Skip to content
New issue

Have a question about this project? Sign up for a free GitHub account to open an issue and contact its maintainers and the community.

By clicking “Sign up for GitHub”, you agree to our terms of service and privacy statement. We’ll occasionally send you account related emails.

Already on GitHub? Sign in to your account

Infrastructure for conversions of Sage number types for external Cython/Python packages (fpylll, pypolymake, ...) #21725

Closed
mkoeppe opened this issue Oct 19, 2016 · 42 comments

Comments

@mkoeppe
Copy link
Member

mkoeppe commented Oct 19, 2016

There is a current trend to develop Cython libraries as separate packages, rather than as part of Sage.

Many of these libraries take numbers of various kinds as input or produce them as output.

It would be nice if these Cython libraries could do conversions from/to Sage number types. Otherwise, on the Sage side we would have to provide a separate wrapper around the Cython wrapper.

Currently, this leads to

We need to develop shared infrastructure (a new lightweight library, which does NOT depend on sagelib) for this.

CC: @malb @jdemeyer @videlec @infinity0 @mezzarobba @sagetrac-tmonteil @dimpase @slel @defeo @w-bruns

Component: interfaces

Reviewer: Jeroen Demeyer

Issue created by migration from https://trac.sagemath.org/ticket/21725

@mkoeppe mkoeppe added this to the sage-7.5 milestone Oct 19, 2016
@jdemeyer
Copy link

Replying to @mkoeppe:

We need to develop shared infrastructure (a new lightweight library, which does NOT depend on sagelib) for this.

That's not going to happen.

@jdemeyer jdemeyer removed this from the sage-7.5 milestone Oct 19, 2016
@mezzarobba
Copy link
Member

comment:3

If a Python call + a copy per number conversion it not too high a price to pay, then perhaps sage objects backed by a “well-known” C library could provide an interface that would make them read/write an mpz_t (resp. mpq_t, mpfr_t, mpfi_t...) from/to a specified location? This would at least make it possible to exchange multiple-precision numbers with sage without build-depending on it.

@mkoeppe
Copy link
Member Author

mkoeppe commented Oct 19, 2016

comment:4

Replying to @jdemeyer:

Replying to @mkoeppe:

We need to develop shared infrastructure (a new lightweight library, which does NOT depend on sagelib) for this.
======
**WORK ITEM**
Can you return, word for word, the part of the Sage number conversion thread that begins at the words "Many of these" and stops after "the Cython wrapper."?

**DATA SHOWN**
======
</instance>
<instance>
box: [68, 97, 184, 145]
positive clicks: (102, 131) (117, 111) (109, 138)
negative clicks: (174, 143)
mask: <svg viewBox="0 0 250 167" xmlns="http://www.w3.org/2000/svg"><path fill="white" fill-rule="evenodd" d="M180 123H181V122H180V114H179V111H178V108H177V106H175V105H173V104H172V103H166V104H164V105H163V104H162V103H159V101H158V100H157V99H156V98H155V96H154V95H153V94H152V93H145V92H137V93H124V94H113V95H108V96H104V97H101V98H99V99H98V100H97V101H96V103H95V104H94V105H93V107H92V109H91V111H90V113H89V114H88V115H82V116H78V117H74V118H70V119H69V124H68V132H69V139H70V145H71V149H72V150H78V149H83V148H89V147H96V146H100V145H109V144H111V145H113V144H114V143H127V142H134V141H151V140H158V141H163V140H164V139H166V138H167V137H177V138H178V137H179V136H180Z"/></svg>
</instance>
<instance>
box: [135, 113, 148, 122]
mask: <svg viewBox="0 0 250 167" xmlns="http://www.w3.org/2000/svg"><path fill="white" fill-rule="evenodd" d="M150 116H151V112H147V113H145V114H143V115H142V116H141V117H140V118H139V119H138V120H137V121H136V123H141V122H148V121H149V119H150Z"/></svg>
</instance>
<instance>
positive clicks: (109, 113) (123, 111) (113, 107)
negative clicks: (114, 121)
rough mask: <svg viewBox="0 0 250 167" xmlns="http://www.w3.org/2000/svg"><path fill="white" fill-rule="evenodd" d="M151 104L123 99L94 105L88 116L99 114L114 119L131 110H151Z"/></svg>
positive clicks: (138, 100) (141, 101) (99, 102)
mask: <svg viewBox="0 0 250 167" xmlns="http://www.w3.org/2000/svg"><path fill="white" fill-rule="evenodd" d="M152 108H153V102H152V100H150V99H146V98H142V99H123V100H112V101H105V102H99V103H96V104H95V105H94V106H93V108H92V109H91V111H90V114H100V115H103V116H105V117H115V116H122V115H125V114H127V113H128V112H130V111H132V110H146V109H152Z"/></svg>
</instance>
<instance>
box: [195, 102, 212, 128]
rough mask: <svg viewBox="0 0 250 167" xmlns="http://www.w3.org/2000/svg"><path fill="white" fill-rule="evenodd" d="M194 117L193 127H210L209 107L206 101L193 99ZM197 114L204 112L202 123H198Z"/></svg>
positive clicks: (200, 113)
======
**SOLUTION**
Many of these libraries take numbers of various kinds as input or produce them as output.

It would be nice if these Cython libraries could do conversions from/to Sage number types. Otherwise, on the Sage side we would have to provide a separate wrapper around the Cython wrapper.